### DA FARE
1. Ricopia dall'estratto sul Roadburn Festival la parte che si apre con le parole contenenti "Conclusa questa doverosa" e si chiude con "e Paradise Lost.".
2. Secondo l'estratto sul Roadburn Festival, in quale città si è svolta l'edizione 2016?

Come promesso, cominciamo oggi ad offrirvi il resoconto del Roadburn Festival 2016, svoltosi dal 14 al 17 aprile a Tilburg, Paesi Bassi. Vi abbiamo già ampiamente presentato, in un articolo scritto prima della nostra partenza, il programma della rassegna e le novità di quest’anno dal punto di vista logistico, perciò andiamo dritti al punto: quella del Roadburn è stata ovviamente un’esperienza molto positiva. L’atmosfera che si respira per le vie di Tilburg in queste occasioni è indescrivibile, trasudante com’è di amore per la musica e spirito di condivisione. L’unico aspetto negativo che abbiamo riscontrato, soprattutto confrontandoci con alcuni “veterani”, è stata la presenza di code all’ingresso dei palchi minori: i lavori di ampliamento dello 013 hanno permesso all’organizzazione di vendere più biglietti, e questo ha provocato l’eccessivo riempimento di alcune sale in occasione di concerti dal richiamo inaspettatamente elevato. Sicuramente una novità per un festival come il Roadburn, da sempre geloso della sua esclusività e della sua organizzazione “a misura d’uomo”, ma sia chiaro, non stiamo certo parlando di disagi tanto grandi da pregiudicare la bontà di questi quattro giorni olandesi. Quando si partecipa ad eventi del genere, in cui comunque ogni band ha mediamente a disposizione 50-60 minuti, si è consapevoli di dover fare delle scelte: dieci minuti per ogni gruppo o pochi, selezionati concerti interi? Per offrirvi un report il più possibile organico (e per non impazzire noi stessi) abbiamo privilegiato la seconda opzione.
Conclusa questa doverosa premessa, partiamo dal racconto del primo giorno: oggi vi parliamo di Cult of Luna, Inverloch, Hexvessel, Converge e Paradise Lost.

### ELENCO DATI
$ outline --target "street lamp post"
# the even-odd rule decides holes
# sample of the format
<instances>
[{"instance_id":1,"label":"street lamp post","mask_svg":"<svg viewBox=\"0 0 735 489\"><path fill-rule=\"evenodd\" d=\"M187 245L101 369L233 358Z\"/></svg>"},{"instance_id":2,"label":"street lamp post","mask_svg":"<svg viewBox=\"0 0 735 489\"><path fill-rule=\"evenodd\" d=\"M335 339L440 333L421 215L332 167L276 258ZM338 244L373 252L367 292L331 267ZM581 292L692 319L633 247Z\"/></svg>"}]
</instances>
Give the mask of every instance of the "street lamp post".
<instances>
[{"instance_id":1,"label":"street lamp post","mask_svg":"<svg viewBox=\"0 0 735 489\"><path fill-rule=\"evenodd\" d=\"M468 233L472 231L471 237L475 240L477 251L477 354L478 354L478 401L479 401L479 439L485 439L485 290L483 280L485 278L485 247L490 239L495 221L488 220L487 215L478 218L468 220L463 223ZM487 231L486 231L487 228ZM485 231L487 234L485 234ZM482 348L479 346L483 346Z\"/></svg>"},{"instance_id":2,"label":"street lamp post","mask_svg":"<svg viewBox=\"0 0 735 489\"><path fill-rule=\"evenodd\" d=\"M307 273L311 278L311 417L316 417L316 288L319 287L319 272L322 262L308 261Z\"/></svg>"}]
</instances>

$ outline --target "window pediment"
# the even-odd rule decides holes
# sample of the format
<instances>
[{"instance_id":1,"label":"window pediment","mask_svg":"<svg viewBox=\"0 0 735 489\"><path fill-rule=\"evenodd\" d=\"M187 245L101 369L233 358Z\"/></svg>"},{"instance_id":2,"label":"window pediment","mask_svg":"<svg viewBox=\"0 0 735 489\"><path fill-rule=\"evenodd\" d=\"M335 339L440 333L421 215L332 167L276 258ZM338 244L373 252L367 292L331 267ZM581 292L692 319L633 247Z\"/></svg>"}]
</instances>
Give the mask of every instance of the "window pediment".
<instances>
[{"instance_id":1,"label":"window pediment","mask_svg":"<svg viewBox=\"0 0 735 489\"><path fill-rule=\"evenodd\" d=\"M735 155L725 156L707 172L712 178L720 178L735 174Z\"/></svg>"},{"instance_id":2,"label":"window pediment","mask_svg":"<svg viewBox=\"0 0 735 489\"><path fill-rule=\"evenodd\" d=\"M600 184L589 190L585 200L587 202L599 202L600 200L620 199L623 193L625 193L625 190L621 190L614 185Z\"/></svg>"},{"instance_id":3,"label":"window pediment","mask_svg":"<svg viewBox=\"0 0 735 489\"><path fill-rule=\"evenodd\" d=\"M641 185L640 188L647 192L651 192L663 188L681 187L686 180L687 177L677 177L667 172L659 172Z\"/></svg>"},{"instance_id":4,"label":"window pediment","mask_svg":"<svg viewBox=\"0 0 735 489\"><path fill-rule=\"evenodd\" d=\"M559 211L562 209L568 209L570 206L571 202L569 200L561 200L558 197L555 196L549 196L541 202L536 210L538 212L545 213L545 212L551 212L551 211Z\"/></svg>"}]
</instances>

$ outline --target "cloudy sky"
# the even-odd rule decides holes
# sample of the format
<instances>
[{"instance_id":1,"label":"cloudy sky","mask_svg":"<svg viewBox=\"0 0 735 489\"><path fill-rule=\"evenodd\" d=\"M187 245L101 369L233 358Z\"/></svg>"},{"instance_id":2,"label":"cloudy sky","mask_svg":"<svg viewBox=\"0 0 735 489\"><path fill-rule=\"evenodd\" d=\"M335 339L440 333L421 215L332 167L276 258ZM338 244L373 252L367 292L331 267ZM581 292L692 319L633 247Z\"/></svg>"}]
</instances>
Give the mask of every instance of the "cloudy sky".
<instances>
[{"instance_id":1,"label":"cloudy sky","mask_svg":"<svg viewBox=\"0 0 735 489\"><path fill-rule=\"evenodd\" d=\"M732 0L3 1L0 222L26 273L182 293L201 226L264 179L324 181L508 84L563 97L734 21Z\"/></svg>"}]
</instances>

### SOLUZIONI
1.
Conclusa questa doverosa premessa, partiamo dal racconto del primo giorno: oggi vi parliamo di Cult of Luna, Inverloch, Hexvessel, Converge e Paradise Lost.

2. A Tilburg, nei Paesi Bassi.